*PROBLEM DETAILS*
Lines where the string "mountain" appears are to be copied from the entries below.

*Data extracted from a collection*
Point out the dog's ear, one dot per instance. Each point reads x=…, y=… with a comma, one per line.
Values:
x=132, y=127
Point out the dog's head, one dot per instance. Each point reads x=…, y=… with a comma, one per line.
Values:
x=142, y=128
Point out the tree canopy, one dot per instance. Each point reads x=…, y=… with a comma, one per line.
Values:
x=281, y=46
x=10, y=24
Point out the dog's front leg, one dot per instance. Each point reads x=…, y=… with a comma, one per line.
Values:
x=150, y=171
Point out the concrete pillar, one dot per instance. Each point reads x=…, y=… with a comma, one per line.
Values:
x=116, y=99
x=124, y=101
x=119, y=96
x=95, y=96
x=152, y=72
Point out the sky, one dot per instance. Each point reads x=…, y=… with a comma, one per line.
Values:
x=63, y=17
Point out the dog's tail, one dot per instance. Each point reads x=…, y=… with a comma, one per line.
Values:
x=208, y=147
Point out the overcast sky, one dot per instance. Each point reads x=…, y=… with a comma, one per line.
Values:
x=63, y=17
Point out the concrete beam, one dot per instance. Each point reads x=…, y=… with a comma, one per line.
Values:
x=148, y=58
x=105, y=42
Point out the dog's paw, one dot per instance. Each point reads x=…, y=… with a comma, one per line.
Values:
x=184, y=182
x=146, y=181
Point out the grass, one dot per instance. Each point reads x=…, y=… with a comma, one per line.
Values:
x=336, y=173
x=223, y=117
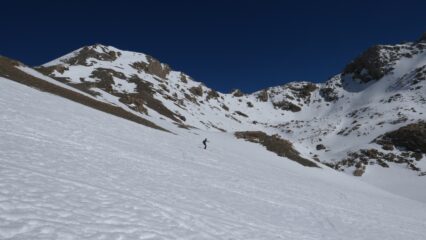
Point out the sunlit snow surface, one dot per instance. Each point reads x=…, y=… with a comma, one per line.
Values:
x=71, y=172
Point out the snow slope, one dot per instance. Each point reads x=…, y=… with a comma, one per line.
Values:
x=65, y=176
x=380, y=91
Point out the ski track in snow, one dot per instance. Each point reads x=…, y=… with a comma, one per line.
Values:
x=70, y=172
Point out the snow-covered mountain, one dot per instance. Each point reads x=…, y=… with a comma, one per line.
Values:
x=335, y=122
x=68, y=171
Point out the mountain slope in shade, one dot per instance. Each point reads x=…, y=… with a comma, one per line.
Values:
x=345, y=122
x=337, y=122
x=71, y=172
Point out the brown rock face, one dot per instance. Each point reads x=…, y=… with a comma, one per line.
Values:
x=287, y=106
x=263, y=96
x=368, y=66
x=153, y=67
x=89, y=52
x=411, y=137
x=277, y=145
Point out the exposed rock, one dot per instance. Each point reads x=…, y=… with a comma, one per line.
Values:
x=237, y=93
x=411, y=137
x=275, y=144
x=359, y=172
x=89, y=52
x=153, y=67
x=287, y=106
x=370, y=65
x=198, y=91
x=329, y=94
x=212, y=94
x=320, y=147
x=183, y=78
x=241, y=114
x=226, y=108
x=263, y=96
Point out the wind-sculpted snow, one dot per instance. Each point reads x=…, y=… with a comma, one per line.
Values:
x=65, y=176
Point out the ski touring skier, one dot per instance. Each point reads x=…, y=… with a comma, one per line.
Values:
x=205, y=143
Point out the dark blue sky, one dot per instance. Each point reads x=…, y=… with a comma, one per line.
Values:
x=226, y=44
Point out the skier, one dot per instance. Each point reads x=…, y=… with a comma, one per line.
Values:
x=205, y=143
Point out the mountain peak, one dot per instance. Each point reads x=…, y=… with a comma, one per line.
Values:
x=422, y=38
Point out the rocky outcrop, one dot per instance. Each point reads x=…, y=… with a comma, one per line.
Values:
x=277, y=145
x=411, y=137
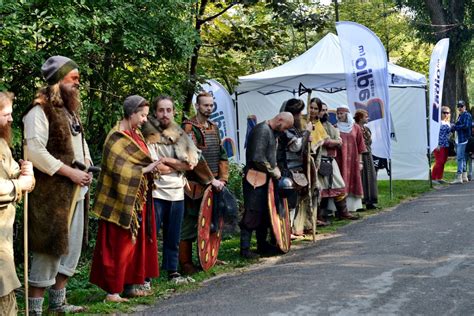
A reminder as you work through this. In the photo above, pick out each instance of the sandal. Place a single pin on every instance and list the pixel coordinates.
(135, 292)
(115, 298)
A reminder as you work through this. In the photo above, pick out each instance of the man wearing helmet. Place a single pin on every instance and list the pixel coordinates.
(260, 168)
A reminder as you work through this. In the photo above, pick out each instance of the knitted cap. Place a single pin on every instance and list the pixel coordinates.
(294, 106)
(131, 103)
(56, 68)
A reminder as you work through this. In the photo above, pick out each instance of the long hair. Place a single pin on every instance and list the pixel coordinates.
(6, 131)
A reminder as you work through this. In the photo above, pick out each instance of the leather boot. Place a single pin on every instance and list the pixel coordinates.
(342, 212)
(321, 222)
(458, 179)
(186, 257)
(245, 237)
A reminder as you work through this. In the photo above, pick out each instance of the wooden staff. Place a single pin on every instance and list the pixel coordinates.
(25, 235)
(308, 169)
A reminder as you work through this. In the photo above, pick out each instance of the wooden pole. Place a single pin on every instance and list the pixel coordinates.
(25, 235)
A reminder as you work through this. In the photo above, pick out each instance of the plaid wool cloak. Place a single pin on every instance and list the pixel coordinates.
(121, 188)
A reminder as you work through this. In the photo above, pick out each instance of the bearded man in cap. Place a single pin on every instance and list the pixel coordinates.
(57, 216)
(14, 180)
(261, 168)
(212, 168)
(329, 175)
(177, 152)
(292, 149)
(349, 157)
(462, 127)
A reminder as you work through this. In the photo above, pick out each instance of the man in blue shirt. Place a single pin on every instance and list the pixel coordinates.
(463, 132)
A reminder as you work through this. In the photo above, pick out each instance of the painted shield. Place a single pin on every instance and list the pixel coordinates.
(280, 226)
(208, 243)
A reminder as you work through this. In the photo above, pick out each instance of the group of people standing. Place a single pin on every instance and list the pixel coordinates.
(148, 163)
(462, 133)
(312, 162)
(154, 175)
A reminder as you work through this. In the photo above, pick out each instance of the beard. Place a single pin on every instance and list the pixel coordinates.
(297, 124)
(205, 114)
(70, 96)
(324, 118)
(6, 133)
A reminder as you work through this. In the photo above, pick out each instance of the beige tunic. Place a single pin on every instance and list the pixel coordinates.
(168, 187)
(9, 172)
(36, 134)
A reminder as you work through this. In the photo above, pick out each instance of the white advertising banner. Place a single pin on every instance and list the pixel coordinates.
(223, 115)
(437, 69)
(365, 66)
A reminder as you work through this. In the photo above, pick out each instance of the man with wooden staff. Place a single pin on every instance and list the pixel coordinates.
(55, 139)
(14, 180)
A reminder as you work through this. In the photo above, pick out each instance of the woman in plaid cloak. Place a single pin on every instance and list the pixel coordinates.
(125, 251)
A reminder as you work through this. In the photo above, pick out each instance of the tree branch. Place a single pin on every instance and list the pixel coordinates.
(212, 17)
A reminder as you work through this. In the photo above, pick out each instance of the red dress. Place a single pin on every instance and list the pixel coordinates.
(117, 261)
(348, 160)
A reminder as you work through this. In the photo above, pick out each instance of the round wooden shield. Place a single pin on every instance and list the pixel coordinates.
(280, 226)
(208, 244)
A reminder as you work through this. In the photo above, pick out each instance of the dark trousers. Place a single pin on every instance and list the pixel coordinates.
(170, 213)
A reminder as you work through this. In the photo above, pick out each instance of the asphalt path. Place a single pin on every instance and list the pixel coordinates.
(416, 259)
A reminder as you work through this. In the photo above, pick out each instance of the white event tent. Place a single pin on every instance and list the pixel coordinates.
(321, 69)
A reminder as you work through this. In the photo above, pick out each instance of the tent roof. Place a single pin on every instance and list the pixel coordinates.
(320, 67)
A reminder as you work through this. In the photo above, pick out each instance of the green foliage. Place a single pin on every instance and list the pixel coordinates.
(253, 38)
(121, 47)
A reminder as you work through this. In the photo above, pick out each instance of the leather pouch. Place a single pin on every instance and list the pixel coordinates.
(256, 178)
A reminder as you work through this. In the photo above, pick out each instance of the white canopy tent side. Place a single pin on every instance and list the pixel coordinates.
(321, 70)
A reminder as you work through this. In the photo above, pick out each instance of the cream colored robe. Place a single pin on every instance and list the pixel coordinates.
(9, 172)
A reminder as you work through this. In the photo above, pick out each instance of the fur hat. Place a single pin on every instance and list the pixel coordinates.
(294, 106)
(131, 104)
(56, 68)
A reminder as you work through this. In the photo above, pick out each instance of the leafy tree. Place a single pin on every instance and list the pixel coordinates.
(256, 36)
(122, 47)
(392, 26)
(437, 19)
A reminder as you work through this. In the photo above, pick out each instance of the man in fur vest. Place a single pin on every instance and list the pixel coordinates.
(57, 221)
(213, 168)
(13, 181)
(177, 154)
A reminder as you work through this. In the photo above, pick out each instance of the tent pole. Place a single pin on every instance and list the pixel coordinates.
(390, 177)
(308, 171)
(237, 121)
(428, 136)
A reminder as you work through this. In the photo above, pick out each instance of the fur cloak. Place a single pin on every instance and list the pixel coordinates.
(50, 201)
(184, 147)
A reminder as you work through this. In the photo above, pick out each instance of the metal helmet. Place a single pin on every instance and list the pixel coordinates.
(285, 183)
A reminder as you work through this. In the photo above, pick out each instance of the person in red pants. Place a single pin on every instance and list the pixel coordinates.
(441, 152)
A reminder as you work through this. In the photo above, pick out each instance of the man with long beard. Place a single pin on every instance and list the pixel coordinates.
(291, 154)
(55, 139)
(14, 180)
(213, 168)
(177, 153)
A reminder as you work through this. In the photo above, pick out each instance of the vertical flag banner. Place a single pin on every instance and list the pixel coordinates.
(437, 68)
(223, 115)
(365, 65)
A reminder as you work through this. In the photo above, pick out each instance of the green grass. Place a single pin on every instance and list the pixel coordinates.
(81, 292)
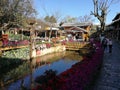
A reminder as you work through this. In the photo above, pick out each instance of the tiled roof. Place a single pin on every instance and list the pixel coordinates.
(77, 24)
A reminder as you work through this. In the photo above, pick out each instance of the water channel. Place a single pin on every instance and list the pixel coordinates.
(55, 61)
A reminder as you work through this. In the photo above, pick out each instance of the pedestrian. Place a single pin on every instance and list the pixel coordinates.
(110, 44)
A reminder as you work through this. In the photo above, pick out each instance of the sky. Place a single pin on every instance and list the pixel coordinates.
(74, 8)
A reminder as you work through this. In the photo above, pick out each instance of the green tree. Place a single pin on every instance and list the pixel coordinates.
(50, 19)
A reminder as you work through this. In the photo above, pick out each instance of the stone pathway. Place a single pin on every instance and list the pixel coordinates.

*EXERCISE OUTPUT*
Point out the snow-covered mountain, one dot per instance. Each point reads x=…, y=… with a comma, one per line.
Point out the mountain slope in shade, one dot per instance. Each point reads x=…, y=… with a comma, one per line.
Point out the mountain peak, one dot per instance. Each point reads x=…, y=… with a comma, one per line.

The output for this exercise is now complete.